Exercise brief — Lines from the one containing "For every instance of the distant" through the last line of the data are to be repeated word for word, both ends included.
## START Supplied data
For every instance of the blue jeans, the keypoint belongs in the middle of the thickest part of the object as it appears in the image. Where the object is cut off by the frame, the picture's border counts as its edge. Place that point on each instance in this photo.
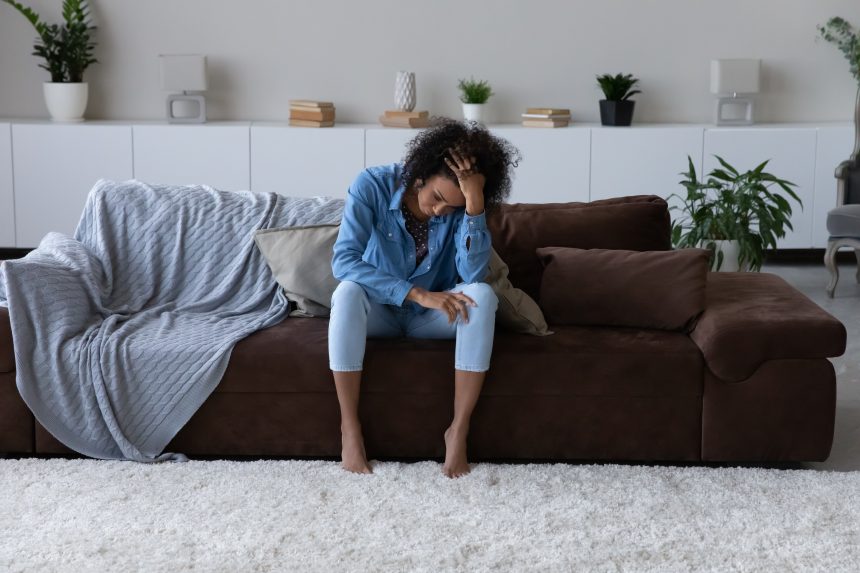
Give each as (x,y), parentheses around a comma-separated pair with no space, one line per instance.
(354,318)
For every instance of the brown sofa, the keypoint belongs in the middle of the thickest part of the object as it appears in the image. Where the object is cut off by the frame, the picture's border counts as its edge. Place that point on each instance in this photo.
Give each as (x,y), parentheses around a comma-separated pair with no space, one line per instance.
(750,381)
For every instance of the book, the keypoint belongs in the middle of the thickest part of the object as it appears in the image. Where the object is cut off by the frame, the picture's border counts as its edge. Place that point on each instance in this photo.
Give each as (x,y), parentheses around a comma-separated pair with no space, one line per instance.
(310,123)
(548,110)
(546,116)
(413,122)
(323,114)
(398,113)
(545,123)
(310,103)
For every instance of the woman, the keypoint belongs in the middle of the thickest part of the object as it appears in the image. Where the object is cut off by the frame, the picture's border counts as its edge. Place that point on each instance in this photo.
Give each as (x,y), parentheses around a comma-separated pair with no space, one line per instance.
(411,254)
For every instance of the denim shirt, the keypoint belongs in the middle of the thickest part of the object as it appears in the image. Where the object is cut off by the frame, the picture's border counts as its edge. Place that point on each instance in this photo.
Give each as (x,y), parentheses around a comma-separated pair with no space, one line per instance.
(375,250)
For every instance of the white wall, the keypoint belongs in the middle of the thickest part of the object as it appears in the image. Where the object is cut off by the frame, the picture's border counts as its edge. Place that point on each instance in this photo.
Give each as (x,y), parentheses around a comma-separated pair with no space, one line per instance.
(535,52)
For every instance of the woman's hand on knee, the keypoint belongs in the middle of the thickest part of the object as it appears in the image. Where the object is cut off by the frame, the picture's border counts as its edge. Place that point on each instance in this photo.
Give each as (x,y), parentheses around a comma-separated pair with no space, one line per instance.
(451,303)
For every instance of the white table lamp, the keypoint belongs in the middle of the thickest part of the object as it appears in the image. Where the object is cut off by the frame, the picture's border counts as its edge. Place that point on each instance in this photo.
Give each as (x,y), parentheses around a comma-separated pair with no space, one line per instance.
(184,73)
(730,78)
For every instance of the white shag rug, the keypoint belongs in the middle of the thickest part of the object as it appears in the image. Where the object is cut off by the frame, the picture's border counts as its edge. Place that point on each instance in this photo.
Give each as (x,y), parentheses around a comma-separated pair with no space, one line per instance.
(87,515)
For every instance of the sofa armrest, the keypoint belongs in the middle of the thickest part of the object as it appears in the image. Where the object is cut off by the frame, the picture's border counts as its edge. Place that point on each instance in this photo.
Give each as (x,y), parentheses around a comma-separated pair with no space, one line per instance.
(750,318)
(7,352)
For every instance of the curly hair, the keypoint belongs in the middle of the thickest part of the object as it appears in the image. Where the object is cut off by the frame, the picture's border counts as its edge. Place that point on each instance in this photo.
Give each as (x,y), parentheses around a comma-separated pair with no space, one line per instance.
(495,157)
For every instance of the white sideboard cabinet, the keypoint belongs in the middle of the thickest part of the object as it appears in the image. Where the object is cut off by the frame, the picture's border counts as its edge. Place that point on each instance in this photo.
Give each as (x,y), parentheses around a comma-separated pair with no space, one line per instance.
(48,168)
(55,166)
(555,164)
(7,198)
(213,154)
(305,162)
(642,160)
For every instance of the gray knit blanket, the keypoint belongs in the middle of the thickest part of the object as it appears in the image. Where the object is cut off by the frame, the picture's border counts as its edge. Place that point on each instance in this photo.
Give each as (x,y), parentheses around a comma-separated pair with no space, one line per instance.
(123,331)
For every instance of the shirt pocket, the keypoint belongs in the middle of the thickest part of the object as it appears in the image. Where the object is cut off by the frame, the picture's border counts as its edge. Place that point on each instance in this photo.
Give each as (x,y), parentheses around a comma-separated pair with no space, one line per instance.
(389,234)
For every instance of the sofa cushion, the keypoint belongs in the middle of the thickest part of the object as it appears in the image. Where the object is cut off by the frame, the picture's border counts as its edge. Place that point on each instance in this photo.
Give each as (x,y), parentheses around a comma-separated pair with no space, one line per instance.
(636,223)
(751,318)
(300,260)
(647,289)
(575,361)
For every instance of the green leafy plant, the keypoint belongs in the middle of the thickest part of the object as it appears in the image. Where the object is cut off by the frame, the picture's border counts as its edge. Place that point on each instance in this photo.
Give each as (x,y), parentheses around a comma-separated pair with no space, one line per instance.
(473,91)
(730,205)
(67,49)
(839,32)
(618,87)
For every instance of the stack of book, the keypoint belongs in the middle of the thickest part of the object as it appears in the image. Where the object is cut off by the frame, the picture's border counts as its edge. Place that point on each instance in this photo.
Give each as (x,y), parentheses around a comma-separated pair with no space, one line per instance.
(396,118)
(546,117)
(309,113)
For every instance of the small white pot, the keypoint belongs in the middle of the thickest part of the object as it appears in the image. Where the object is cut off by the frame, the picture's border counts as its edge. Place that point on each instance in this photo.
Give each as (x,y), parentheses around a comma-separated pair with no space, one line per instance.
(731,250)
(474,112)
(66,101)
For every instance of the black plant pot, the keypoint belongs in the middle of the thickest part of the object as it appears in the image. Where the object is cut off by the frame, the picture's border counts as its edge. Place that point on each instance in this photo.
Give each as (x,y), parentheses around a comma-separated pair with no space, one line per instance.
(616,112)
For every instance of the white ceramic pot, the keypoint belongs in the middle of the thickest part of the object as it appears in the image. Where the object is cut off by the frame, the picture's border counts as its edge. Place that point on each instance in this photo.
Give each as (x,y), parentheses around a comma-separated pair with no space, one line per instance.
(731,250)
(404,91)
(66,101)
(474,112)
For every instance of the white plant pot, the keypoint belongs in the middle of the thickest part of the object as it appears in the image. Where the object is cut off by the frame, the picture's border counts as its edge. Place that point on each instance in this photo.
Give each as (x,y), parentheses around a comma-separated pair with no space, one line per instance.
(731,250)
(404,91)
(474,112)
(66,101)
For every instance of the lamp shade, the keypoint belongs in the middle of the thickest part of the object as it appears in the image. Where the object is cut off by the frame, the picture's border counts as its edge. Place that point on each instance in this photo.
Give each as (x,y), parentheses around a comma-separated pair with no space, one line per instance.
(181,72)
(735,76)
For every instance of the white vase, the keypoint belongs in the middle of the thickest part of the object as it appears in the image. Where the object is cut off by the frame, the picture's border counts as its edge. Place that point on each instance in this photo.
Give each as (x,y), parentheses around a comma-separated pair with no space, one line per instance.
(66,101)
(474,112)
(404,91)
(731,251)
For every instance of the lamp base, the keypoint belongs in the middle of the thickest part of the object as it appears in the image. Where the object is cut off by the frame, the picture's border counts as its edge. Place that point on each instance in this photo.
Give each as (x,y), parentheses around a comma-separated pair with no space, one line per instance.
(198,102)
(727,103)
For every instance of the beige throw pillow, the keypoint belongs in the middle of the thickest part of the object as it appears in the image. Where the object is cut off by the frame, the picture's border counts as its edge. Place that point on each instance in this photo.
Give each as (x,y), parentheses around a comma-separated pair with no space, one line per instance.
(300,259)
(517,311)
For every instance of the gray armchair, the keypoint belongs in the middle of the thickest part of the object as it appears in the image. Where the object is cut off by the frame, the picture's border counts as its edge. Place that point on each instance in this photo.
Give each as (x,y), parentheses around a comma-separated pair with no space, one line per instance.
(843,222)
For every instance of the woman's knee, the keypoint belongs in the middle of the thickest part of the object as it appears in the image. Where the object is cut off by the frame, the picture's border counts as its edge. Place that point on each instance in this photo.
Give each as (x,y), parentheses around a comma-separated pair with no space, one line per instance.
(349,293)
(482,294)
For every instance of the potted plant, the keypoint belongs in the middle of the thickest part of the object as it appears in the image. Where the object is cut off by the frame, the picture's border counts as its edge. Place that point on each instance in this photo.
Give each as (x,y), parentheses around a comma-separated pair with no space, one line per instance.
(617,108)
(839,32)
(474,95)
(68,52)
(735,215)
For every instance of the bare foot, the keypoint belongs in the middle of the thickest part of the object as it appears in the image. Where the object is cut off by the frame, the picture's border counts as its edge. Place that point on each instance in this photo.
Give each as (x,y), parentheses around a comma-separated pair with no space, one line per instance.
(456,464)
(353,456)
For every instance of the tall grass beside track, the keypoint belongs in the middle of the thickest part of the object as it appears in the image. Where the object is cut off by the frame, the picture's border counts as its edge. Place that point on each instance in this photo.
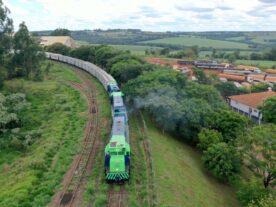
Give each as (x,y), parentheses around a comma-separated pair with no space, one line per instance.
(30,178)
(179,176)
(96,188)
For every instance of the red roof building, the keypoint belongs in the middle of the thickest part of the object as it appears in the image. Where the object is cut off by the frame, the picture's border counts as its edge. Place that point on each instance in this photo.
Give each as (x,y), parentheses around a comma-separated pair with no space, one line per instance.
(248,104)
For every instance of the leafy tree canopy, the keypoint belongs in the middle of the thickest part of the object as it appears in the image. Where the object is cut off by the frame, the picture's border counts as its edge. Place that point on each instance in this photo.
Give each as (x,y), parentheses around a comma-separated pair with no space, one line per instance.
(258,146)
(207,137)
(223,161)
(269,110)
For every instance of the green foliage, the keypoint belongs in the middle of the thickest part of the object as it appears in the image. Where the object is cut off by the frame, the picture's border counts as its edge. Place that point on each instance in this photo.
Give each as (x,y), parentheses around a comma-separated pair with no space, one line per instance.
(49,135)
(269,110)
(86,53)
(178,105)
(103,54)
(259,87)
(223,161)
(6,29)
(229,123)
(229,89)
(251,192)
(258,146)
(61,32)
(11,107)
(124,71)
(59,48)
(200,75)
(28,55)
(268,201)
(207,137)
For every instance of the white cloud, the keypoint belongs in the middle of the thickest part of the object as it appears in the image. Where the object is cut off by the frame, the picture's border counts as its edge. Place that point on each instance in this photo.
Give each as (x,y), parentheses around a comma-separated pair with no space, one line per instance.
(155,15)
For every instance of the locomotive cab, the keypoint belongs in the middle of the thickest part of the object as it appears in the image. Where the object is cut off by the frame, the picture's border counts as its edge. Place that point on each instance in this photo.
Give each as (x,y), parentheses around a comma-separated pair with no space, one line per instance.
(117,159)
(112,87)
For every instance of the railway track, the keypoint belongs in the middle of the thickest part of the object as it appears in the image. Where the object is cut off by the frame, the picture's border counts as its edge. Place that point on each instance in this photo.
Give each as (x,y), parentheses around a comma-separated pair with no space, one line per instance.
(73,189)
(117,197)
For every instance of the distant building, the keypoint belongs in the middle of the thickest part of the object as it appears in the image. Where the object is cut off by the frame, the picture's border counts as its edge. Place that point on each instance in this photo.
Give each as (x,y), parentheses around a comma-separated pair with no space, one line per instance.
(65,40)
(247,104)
## END Supplied data
Answer to the problem —
For every instance of the distant building, the keypoint belongs in the middle of the thickest part of the object as it appears in the image. Where the object is cut off by the frame, the picture's border counts as its edge. Place that point on each instance in this photo.
Give each as (x,y), parentheses around a comma-separated pair with no space, one line per instance.
(65,40)
(247,104)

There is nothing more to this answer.